■ PASSAGE SHOWN
Hi, Is it possible to compute sequence alignments suing alphabets larger than 256 characters?

For instance I tried running one of the examples from the tutorials using an alphabet with more than 256 characters I defined like this:

class example_alphabet : public seqan3::alphabet_base<example_alphabet, 1333, char16_t>
{
.
.
.
};

and when building this code:

    // Invoke the pairwise alignment which returns a lazy range over alignment results.
    auto results_example = seqan3::align_pairwise(std::tie(example_alphabet_vector_1, example_alphabet_vector_2), config);
    auto & res_example = *results_example.begin();
    seqan3::debug_stream << "Score: " << res_example.score() << '\n';
    return 0;

I get these kind of errors:

/home/eclypsium/Workspace/v2d/seqan3/tutorial/seqan3/include/seqan3/alphabet/composite/alphabet_variant.hpp:134:25: error: static assertion failed: The alphabet_variant is currently only tested for alphabets with char_type char. Contact us on GitHub if you have a different use case: https://github.com/seqan/seqan3 .
  134 |     static_assert((std::is_same_v<alphabet_char_t<alternative_types>, char> && ...),
      | 

Looking at the code it seems that char as is hardcoded in many places as char_type. Is there any way to circumvent this?

Best regards, Andrés Tiraboschi

Hey there,

We had a similar issue in #3271.

Since your alphabet type would fit in a char16_t, it should be possible to modify alphabet_variant to allow for this.

I will try it out tomorrow.

eseiler avatar Feb 19 '25 18:02 eseiler

When I apply this patch

Click to show
diff --git a/include/seqan3/alphabet/composite/alphabet_variant.hpp b/include/seqan3/alphabet/composite/alphabet_variant.hpp
index 82b035a99..df411d921 100644
--- a/include/seqan3/alphabet/composite/alphabet_variant.hpp
+++ b/include/seqan3/alphabet/composite/alphabet_variant.hpp
@@ -121,18 +121,22 @@ template <typename... alternative_types>
     requires (detail::writable_constexpr_alphabet<alternative_types> && ...) && (std::regular<alternative_types> && ...)
           && (sizeof...(alternative_types) >= 2)
 class alphabet_variant :
-    public alphabet_base<alphabet_variant<alternative_types...>,
-                         (static_cast<size_t>(alphabet_size<alternative_types>) + ...),
-                         char>
+    public alphabet_base<
+        alphabet_variant<alternative_types...>,
+        (static_cast<size_t>(alphabet_size<alternative_types>) + ...),
+        std::conditional_t<(std::same_as<alphabet_char_t<alternative_types>, char> && ...), char, char16_t>>
 {
 private:
     //!\brief The base type.
-    using base_t = alphabet_base<alphabet_variant<alternative_types...>,
-                                 (static_cast<size_t>(alphabet_size<alternative_types>) + ...),
-                                 char>;
-
-    static_assert((std::is_same_v<alphabet_char_t<alternative_types>, char> && ...),
-                  "The alphabet_variant is currently only tested for alphabets with char_type char. "

■ STATED GOAL 1
Pull out every row below that contains the string "shirt".

■ EXTRACTED RECORDS
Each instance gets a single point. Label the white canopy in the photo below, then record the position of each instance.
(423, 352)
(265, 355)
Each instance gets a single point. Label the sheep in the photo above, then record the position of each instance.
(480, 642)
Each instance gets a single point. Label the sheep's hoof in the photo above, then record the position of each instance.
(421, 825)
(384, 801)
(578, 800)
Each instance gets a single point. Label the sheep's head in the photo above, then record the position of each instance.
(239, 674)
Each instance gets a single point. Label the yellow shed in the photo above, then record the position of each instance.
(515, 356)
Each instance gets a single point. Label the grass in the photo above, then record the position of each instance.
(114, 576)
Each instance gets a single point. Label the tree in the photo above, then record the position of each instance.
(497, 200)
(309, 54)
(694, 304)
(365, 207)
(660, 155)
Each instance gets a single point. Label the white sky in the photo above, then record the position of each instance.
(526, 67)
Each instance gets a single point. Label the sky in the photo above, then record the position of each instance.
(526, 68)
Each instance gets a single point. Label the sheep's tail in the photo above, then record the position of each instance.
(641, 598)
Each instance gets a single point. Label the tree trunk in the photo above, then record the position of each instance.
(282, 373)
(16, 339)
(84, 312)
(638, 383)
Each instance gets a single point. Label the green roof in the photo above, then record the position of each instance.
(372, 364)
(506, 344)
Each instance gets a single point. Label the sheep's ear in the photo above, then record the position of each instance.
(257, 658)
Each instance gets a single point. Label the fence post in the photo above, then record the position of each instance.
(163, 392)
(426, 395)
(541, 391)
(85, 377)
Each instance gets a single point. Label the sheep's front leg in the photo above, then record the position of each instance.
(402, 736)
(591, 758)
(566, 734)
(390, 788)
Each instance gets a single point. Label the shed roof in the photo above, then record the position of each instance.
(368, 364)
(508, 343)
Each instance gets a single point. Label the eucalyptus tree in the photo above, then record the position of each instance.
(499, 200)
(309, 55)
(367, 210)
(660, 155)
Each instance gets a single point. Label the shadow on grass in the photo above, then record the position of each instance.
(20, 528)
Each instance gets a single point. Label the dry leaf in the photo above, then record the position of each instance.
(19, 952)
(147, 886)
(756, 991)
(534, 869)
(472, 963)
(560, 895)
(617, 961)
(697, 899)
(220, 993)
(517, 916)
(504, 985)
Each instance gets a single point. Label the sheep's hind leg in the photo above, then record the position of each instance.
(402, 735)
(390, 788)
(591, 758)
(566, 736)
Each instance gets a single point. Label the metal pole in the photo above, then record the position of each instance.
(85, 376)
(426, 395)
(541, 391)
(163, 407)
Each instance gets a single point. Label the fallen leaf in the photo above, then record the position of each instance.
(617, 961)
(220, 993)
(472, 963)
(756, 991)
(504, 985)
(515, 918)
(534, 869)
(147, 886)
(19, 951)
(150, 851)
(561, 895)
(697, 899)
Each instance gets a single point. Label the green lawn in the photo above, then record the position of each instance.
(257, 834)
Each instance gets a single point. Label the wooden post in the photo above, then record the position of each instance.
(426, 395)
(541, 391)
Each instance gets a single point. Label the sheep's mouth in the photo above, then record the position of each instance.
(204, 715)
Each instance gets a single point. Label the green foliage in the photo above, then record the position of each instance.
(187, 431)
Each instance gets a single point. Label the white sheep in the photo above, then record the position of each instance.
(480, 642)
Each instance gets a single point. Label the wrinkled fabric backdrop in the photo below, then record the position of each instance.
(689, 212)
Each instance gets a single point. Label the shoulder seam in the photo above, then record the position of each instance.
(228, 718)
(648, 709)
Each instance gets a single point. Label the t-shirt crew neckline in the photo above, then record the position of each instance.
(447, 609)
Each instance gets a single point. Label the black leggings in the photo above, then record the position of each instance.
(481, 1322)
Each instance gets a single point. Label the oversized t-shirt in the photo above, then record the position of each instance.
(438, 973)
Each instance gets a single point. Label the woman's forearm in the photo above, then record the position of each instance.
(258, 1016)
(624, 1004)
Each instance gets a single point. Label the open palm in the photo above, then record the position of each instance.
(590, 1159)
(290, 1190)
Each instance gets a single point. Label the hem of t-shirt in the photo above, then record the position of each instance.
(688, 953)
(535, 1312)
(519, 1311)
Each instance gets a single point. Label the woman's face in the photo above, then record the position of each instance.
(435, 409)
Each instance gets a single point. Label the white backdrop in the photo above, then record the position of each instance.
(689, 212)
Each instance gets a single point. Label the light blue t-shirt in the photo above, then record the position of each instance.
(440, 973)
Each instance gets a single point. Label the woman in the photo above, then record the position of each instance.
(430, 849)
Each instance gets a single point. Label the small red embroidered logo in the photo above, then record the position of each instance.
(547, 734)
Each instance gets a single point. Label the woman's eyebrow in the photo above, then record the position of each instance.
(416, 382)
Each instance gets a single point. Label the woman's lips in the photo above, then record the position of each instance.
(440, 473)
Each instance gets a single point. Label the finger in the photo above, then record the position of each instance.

■ STATED GOAL 2
Continue the SeqAn3 alphabet thread from the point where the text stops.

■ TASK OUTPUT 1
Each instance gets a single point. Label the t-shirt crew neckline in the photo above, then record the position of each instance.
Each instance gets a single point. Label the oversized t-shirt in the photo above, then record the position of each instance.
Each instance gets a single point. Label the hem of t-shirt in the photo above, then record the position of each instance.
Each instance gets a single point. Label the light blue t-shirt in the photo above, then record the position of each instance.

■ TASK OUTPUT 2
+    using base_t = alphabet_base<
+        alphabet_variant<alternative_types...>,
+        (static_cast<size_t>(alphabet_size<alternative_types>) + ...),
+        std::conditional_t<(std::same_as<alphabet_char_t<alternative_types>, char> && ...), char, char16_t>>;
+
+    static_assert(((std::is_same_v<alphabet_char_t<alternative_types>, char>
+                    || std::is_same_v<alphabet_char_t<alternative_types>, char16_t>)
+                   && ...),
+                  "The alphabet_variant is currently only tested for alphabets with char_type char or char16_t. "
                   "Contact us on GitHub if you have a different use case: https://github.com/seqan/seqan3 .");
 
     //!\brief Befriend the base type.

It seems to work just fine

Click to show
#include <seqan3/alignment/pairwise/align_pairwise.hpp>
#include <seqan3/alphabet/alphabet_base.hpp>
#include <seqan3/core/debug_stream.hpp>

namespace example
{

class example_alphabet : public seqan3::alphabet_base<example_alphabet, 1333, char16_t>
{
    using base_t = seqan3::alphabet_base<example_alphabet, 1333, char16_t>;

public:
    using base_t::base_t;

    static constexpr char16_t rank_to_char(rank_type const rank)
    {
        return static_cast<char16_t>(rank);
    }

    static constexpr rank_type char_to_rank(char16_t const chr)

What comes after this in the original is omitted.